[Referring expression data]
'''

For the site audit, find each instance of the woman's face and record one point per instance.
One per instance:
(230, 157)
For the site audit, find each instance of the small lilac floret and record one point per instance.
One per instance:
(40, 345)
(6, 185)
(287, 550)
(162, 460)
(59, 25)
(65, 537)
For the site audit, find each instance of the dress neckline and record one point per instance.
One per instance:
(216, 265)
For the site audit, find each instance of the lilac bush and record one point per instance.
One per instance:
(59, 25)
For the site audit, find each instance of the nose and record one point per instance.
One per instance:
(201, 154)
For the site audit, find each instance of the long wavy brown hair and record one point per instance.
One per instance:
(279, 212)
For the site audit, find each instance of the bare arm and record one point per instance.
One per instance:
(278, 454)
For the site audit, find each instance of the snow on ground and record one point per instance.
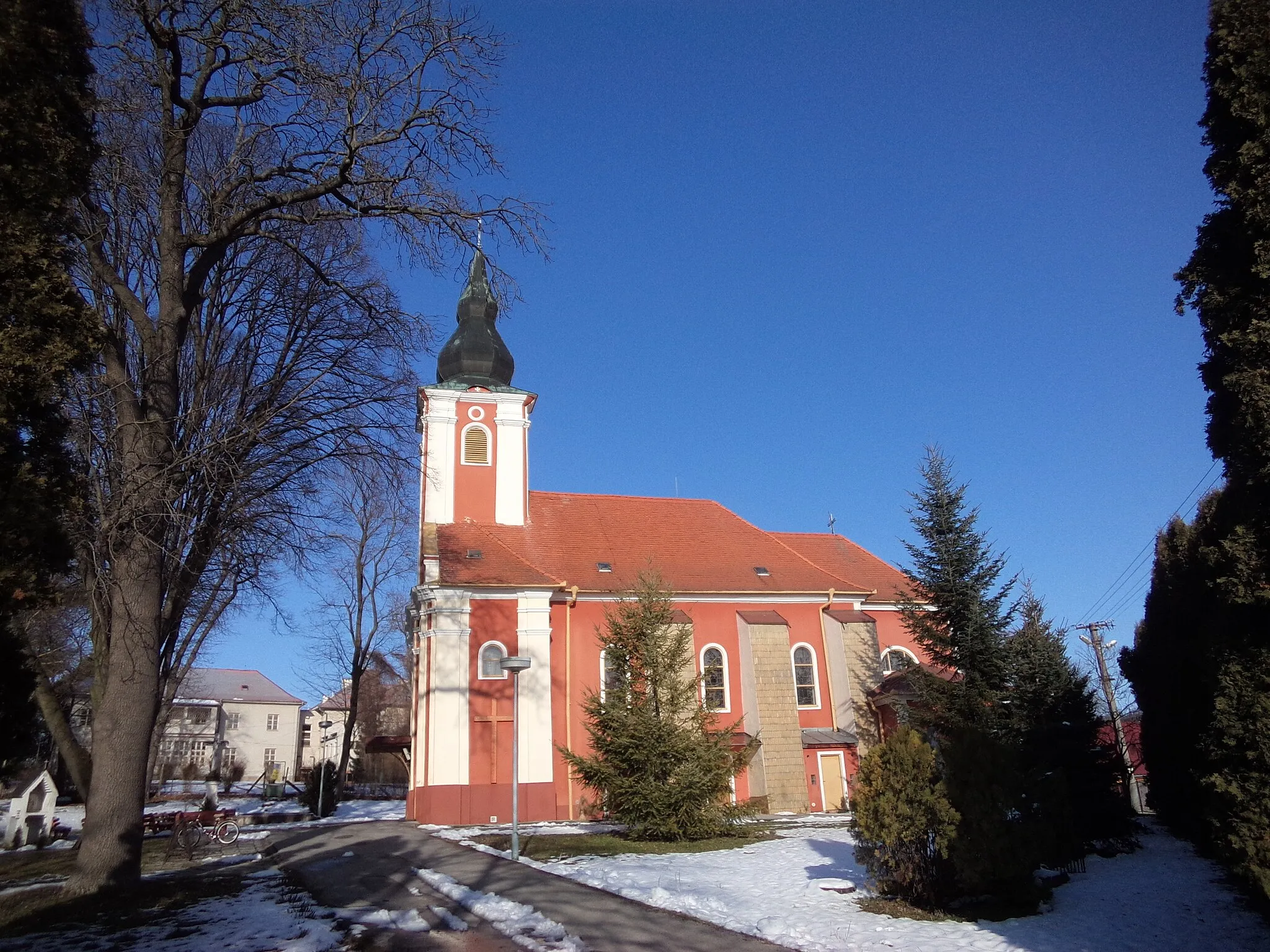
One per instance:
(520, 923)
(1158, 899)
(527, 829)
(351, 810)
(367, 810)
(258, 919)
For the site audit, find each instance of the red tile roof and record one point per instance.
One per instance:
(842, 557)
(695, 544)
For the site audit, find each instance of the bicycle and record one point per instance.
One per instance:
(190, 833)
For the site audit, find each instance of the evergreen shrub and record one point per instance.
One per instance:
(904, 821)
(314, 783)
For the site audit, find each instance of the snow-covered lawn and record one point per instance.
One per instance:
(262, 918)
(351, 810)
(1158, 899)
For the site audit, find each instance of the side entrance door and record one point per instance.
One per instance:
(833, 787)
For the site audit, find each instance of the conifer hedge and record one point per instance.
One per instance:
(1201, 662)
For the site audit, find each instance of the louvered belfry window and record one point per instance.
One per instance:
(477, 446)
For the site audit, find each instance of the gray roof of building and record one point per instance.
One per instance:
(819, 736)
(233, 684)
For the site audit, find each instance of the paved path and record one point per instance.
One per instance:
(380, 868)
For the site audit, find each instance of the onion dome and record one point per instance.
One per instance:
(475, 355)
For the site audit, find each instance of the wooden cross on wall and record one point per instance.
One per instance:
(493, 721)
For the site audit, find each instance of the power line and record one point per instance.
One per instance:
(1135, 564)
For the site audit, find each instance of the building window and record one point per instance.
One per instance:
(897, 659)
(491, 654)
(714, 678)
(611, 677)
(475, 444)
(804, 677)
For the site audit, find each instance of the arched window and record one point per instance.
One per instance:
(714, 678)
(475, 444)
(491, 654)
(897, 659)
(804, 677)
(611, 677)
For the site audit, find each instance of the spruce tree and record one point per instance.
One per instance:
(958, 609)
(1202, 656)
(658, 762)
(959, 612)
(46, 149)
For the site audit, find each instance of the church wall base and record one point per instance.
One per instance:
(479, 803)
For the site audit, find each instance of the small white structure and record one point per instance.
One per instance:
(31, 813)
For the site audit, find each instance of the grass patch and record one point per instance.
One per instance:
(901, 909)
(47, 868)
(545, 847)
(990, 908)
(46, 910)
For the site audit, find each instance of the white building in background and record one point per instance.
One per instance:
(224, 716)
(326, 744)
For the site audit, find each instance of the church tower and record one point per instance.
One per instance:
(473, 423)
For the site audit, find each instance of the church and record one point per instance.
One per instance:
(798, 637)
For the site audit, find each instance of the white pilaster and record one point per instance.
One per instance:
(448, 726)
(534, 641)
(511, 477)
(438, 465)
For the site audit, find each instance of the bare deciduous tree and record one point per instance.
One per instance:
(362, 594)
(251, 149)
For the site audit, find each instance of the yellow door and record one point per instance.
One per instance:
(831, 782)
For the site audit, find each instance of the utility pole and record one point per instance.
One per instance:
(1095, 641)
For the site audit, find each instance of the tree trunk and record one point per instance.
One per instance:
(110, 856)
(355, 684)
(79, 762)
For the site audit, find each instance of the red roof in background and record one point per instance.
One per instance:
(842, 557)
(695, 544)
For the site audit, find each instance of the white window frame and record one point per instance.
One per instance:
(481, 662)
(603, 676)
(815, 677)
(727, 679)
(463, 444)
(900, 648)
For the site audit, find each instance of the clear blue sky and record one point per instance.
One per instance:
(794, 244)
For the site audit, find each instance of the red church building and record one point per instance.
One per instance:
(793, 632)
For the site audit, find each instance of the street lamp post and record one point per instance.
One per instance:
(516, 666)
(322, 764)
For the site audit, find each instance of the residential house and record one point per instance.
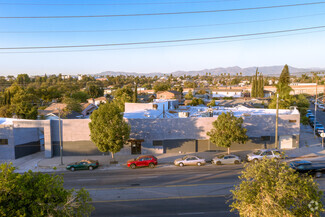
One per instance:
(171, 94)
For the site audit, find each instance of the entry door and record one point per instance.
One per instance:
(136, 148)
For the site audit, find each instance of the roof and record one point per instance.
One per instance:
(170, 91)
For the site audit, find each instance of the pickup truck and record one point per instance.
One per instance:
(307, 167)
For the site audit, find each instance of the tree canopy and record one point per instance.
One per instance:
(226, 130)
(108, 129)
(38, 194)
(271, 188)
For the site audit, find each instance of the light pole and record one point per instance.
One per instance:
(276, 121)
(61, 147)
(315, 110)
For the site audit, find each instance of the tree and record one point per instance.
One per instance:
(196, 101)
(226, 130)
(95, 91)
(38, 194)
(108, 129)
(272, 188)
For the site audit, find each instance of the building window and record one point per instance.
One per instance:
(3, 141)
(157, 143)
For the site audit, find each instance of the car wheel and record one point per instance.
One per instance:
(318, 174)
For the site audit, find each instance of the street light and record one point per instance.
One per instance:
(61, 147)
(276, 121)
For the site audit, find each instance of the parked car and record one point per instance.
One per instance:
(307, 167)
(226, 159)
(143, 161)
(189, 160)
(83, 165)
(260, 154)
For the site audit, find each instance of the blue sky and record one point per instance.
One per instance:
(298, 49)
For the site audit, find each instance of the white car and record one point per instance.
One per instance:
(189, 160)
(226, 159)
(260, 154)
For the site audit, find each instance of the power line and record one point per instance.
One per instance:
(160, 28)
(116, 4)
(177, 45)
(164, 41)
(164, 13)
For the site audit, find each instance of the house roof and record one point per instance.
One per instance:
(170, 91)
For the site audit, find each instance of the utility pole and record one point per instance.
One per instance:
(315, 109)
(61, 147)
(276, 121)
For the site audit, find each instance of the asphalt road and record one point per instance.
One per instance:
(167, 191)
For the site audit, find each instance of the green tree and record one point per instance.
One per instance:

'''

Problem details: Word for word, repeat each line of the records, and leave every image out.

Task output:
For the site audit, find each instance of the woman's face and record one point per instance.
One per instance:
(230, 157)
For the site audit, find each instance of the small lilac floret and record one point per instance.
One per instance:
(40, 345)
(6, 185)
(287, 550)
(162, 460)
(59, 25)
(65, 537)
For the site audit, find each instance of the dress neckline and record one point per instance.
One per instance:
(216, 265)
For the site audit, find each instance of the lilac bush and record one point per instance.
One per instance:
(59, 25)
For the site audit, find each instance of the nose and record one point per instance.
One per instance:
(201, 154)
For the site audit, find each instance of the long wavy brown hair and record one point per instance.
One per instance:
(279, 212)
For the site audit, find each instance of the bare arm and record one point per instance.
One per instance:
(278, 454)
For the site audit, find each instance of the snow on ground and record one point per instance.
One per instance:
(520, 923)
(1158, 899)
(527, 829)
(351, 810)
(367, 810)
(258, 919)
For the site audit, find each instance of the red tile roof and record one point per instance.
One per instance:
(842, 557)
(695, 544)
For the site audit, find each instance of the bicycle and record one point per instance.
One per instance:
(190, 833)
For the site audit, find each instance of the evergreen shrub and record one point per instance.
One per instance:
(904, 821)
(314, 783)
For the site audit, find each instance of the snow-covered lawn and record one point per instance.
One per instance:
(262, 918)
(351, 810)
(1158, 899)
For the site audit, find each instance of the side entrance door and record one point per instance.
One per instance:
(833, 787)
For the site audit, find each instance of the conifer hedge and record one point per instance.
One per instance:
(1201, 662)
For the site audit, find each instance of the louvered belfry window and record one point per instance.
One per instance:
(477, 446)
For the site audit, find each instance of the gray roof of building and record one point per instance.
One per instance:
(819, 736)
(233, 684)
For the site audit, find each instance of the paved path and record one point per instance.
One per instance:
(380, 868)
For the site audit, find each instance of the onion dome and record one point per instance.
One per instance:
(475, 355)
For the site audit, find each instance of the wooden cross on wall and record one point per instance.
One per instance:
(493, 721)
For the site audit, find each instance of the power line and record one point per instance.
One per instance:
(1135, 564)
For the site audit, find each instance of the building window and record one point per instance.
One per instance:
(897, 659)
(491, 654)
(714, 678)
(611, 677)
(475, 444)
(804, 677)
For the site audit, find each instance of the arched window and record one point per instance.
One per instance:
(714, 678)
(475, 444)
(491, 654)
(897, 659)
(804, 677)
(611, 677)
For the site audit, find each instance of the spruce tree and record one point per instance.
One per instance:
(958, 609)
(1202, 656)
(658, 762)
(959, 612)
(46, 149)
For the site audit, find each instance of the church wall base and record one point per instance.
One per instance:
(479, 803)
For the site audit, find each instance of the small white structure and record one point per instance.
One per instance:
(31, 813)
For the site audit, find each instance of the grass patch and record one point per instance.
One per instance:
(901, 909)
(47, 868)
(545, 847)
(990, 908)
(46, 910)
For the site audit, find each instance of the white building in background and record one point per instance.
One per instance:
(224, 716)
(326, 744)
For the site audit, find each instance of the church tower and record one point per instance.
One per instance:
(473, 423)
For the site audit, find each instance of the church and record one point per instance.
One per instance:
(798, 637)
For the site audit, find each instance of the white pilaster and record one point per instance.
One per instance:
(448, 726)
(534, 641)
(511, 477)
(438, 465)
For the site audit, find each instance of the bare deciduous tree and record one point per instance.
One per instance:
(362, 594)
(251, 149)
For the site audit, find each instance of the yellow door and record one point per instance.
One per instance:
(831, 782)
For the site audit, find each instance of the utility pole and record one point per instance.
One per instance:
(1095, 641)
For the site audit, find each instance of the tree trunk and record one point per instance.
One per instance:
(110, 856)
(355, 684)
(79, 762)
For the site audit, find each instance of the red roof in background and record one point per instance.
One per instance:
(842, 557)
(695, 544)
For the site audit, find each instance of the white window frame and record one point per instance.
One per instance:
(481, 662)
(603, 676)
(815, 677)
(727, 679)
(463, 444)
(900, 648)
For the site audit, find each instance of the clear blue sky and record one point per instance.
One per instance:
(794, 244)
For the site audit, find each instance of the red church building and record one point per instance.
One per instance:
(793, 632)
For the site audit, find each instance of the street lamp post and record one point per instance.
One per instance:
(516, 666)
(322, 764)
For the site audit, find each instance of the residential house and record one point per instance.
One per instance:
(171, 94)
For the site audit, find each instance of the entry door and record one point per instance.
One per instance:
(136, 148)
For the site audit, find each instance of the roof and record one point per instance.
One per instance:
(170, 91)
For the site audit, find each instance of the pickup truck and record one point per instance.
One per instance:
(307, 167)
For the site audit, find each instance of the tree canopy and record one point per instance.
One per instance:
(226, 130)
(108, 129)
(38, 194)
(271, 188)
For the site audit, find each instance of the light pole and record one point per instance.
One per instance:
(276, 121)
(61, 147)
(315, 110)
For the site audit, find each instance of the tree and record one point per instance.
One per instance:
(196, 101)
(226, 130)
(95, 91)
(38, 194)
(108, 129)
(272, 188)
For the site audit, find each instance of the building window and record one point per instance.
One per instance:
(3, 141)
(157, 143)
For the site audit, find each instance of the car wheel and record one point per instance.
One per instance:
(318, 174)
For the site audit, find each instance of the street light and record one point per instance.
One per instance:
(61, 147)
(276, 121)
For the site audit, find each instance of the parked car and record one point per instance.
One per instance:
(307, 167)
(226, 159)
(143, 161)
(189, 160)
(83, 165)
(260, 154)
For the site audit, find each instance of the blue sky and record one point per instance.
One per instance:
(298, 49)
For the site audit, find each instance of the white car and record one point per instance.
One per instance:
(189, 160)
(226, 159)
(260, 154)
For the site audit, find each instance of the power line and record one point per instance.
One per instance:
(160, 28)
(116, 4)
(177, 45)
(164, 41)
(164, 13)
For the site audit, find each instance of the house roof and record one point per instance.
One per instance:
(170, 91)
For the site audit, find each instance of the utility pole and record one point per instance.
One per instance:
(315, 109)
(61, 147)
(276, 121)
For the site audit, find each instance of the asphalt road and record one point per instance.
One per instance:
(167, 191)
For the site audit, find each instance of the green tree and record one point per instance.
One per instance:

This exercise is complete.